Problem: Which lines of the records below contain the word "standing"? Show each of those lines in full, and treat uppercase and lowercase as different.

Records for the task:
---
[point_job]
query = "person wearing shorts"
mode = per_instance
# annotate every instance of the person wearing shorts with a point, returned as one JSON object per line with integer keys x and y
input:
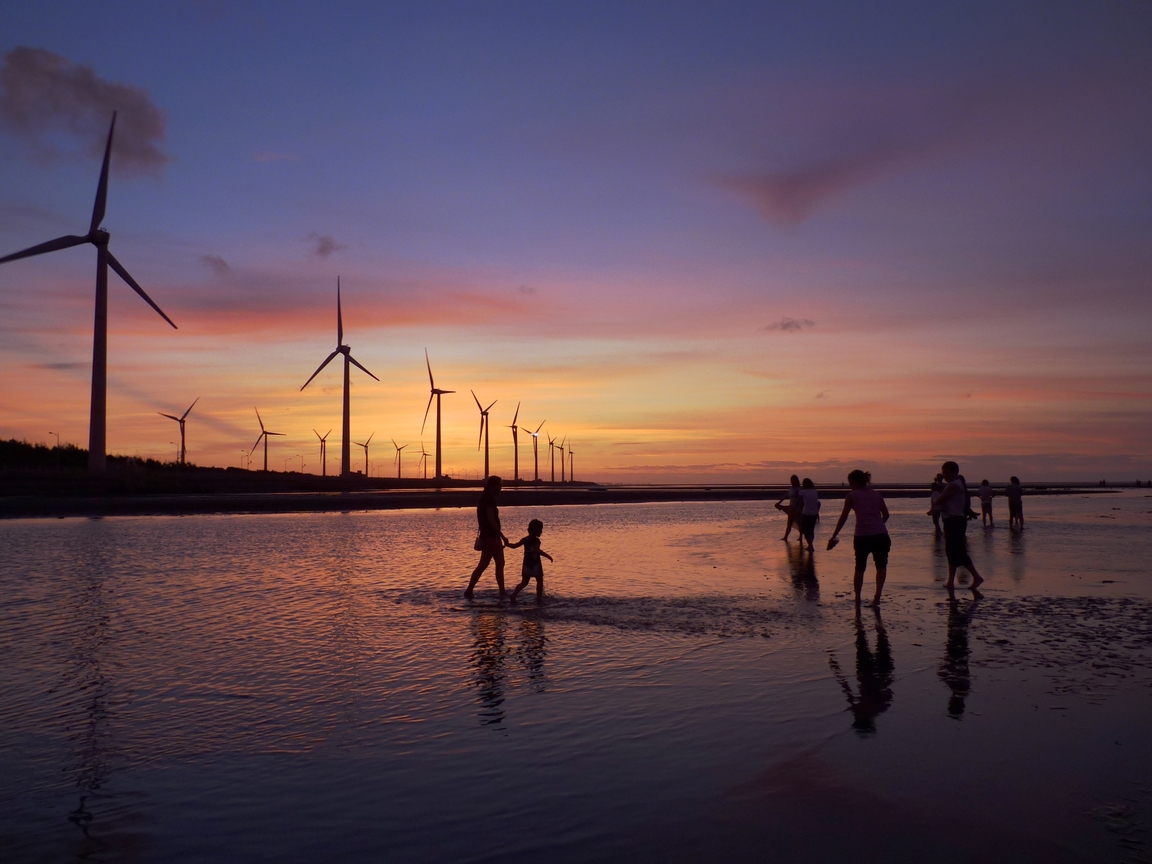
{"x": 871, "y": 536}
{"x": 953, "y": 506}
---
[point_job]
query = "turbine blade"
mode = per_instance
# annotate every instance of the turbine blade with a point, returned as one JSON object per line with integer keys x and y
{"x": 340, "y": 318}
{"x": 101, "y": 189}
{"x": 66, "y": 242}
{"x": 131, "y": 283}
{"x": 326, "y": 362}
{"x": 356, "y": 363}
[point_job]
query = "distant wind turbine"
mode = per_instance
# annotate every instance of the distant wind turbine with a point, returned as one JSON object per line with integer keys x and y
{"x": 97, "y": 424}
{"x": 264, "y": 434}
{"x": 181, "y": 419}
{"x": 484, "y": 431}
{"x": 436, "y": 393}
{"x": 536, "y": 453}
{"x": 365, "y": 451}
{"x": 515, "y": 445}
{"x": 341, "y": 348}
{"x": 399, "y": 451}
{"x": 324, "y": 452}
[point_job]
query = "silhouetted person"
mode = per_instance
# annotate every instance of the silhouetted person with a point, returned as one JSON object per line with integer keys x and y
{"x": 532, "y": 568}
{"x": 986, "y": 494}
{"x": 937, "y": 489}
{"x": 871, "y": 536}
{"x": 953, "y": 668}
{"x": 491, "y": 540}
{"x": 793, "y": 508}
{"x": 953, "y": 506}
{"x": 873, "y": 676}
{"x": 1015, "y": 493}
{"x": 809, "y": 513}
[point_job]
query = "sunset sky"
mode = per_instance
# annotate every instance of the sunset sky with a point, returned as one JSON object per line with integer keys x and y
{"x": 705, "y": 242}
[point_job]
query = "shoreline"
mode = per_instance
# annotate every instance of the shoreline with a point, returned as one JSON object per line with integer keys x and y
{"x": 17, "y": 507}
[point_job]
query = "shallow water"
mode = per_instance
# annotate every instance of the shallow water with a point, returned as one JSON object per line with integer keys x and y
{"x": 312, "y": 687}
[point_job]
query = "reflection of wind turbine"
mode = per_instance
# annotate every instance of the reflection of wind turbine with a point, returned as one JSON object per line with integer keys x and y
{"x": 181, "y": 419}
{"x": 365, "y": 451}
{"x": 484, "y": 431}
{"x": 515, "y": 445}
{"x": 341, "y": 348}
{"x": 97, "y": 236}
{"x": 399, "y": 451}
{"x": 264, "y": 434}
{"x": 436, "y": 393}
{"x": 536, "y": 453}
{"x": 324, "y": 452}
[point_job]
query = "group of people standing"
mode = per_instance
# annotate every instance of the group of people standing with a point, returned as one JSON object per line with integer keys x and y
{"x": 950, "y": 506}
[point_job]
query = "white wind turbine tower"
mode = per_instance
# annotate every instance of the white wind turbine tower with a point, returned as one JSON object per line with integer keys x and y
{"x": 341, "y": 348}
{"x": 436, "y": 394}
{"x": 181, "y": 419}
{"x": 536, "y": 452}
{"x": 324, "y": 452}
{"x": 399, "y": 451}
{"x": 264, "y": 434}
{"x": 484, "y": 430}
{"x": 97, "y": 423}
---
Reply to the exercise:
query = "group of people standing"
# annotate every instance of the group of people standing with a point, returned as one JSON object per line with integer keys x and y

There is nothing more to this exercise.